GIVEN TEXT

┄┄┄┄┄┄

The American Party of Labor is an American anti-revisionist Marxist–Leninist communist party founded in 2008. The party aims to establish a dictatorship of the proletariat and a commonly owned publicly planned economy for their future goal of a communist society in the United States.

History 
The American Party of Labor traces its origin to the activities of the former leader of the Communist Party USA, William Z. Foster, the American communist Jack Shulman, and the British Marxist–Leninist Bill Bland. Members of the American Party of Labor had previously been active in Alliance Marxist–Leninist and International Struggle Marxist–Leninist, two organizations founded by Shulman and Bland. The party sees itself as continuing the work of Foster, Shulman, and Bland.

The APL maintains friendly relations with many foreign communist parties in the International Conference of Marxist–Leninist Parties and Organizations. In November 2018, the XXIV Plenary of the International Conference of Marxist–Leninist Parties and Organizations granted the APL Observer status in that organization.

Activities 
The APL's main lines of activity include:

 Maintaining Community solidarity projects such as Red Aid, through which the party provides the impoverished with food, clothing,  and other forms of social assistance.
 Organizing and participating in protests.

┄┄┄┄┄┄

TASK TO COMPLETE
Name every person whose activities the American Party of Labor text says the party traces its origin to.

INFORMATION GIVEN
┄┄┄┄┄┄

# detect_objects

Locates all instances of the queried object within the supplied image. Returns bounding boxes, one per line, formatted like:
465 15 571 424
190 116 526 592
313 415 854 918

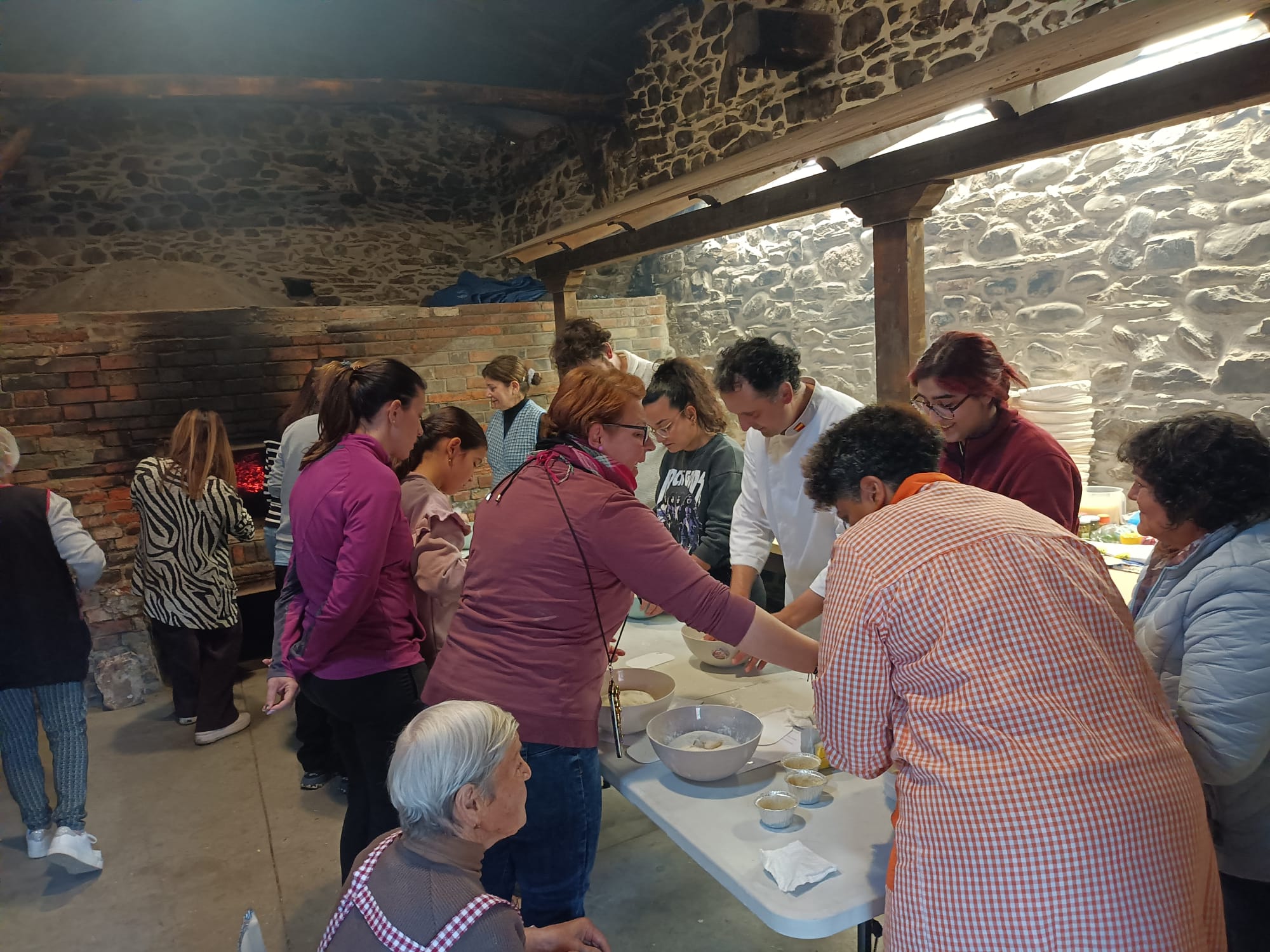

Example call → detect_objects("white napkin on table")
617 651 674 668
758 839 838 892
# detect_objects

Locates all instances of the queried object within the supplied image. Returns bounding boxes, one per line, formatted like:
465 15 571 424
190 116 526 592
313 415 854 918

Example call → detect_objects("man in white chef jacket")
715 338 861 638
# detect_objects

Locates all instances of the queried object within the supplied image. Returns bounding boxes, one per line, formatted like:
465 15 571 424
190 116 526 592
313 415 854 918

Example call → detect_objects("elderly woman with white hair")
0 428 105 873
319 701 608 952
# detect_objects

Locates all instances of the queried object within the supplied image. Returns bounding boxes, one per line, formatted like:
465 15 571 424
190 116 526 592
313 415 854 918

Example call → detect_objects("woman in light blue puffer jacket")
1119 410 1270 952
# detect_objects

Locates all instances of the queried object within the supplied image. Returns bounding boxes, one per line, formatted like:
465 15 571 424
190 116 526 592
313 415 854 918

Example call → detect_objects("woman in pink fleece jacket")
423 367 817 927
265 360 427 878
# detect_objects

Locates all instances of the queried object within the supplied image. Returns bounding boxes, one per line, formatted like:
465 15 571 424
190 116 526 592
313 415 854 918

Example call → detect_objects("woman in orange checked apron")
804 406 1226 952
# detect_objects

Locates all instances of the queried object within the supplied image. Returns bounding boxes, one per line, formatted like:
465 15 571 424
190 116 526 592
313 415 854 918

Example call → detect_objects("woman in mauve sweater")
908 330 1081 532
265 360 427 877
423 367 817 925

┄┄┄┄┄┄

COMPLETE OUTPUT
William Z. Foster, Jack Shulman, and Bill Bland.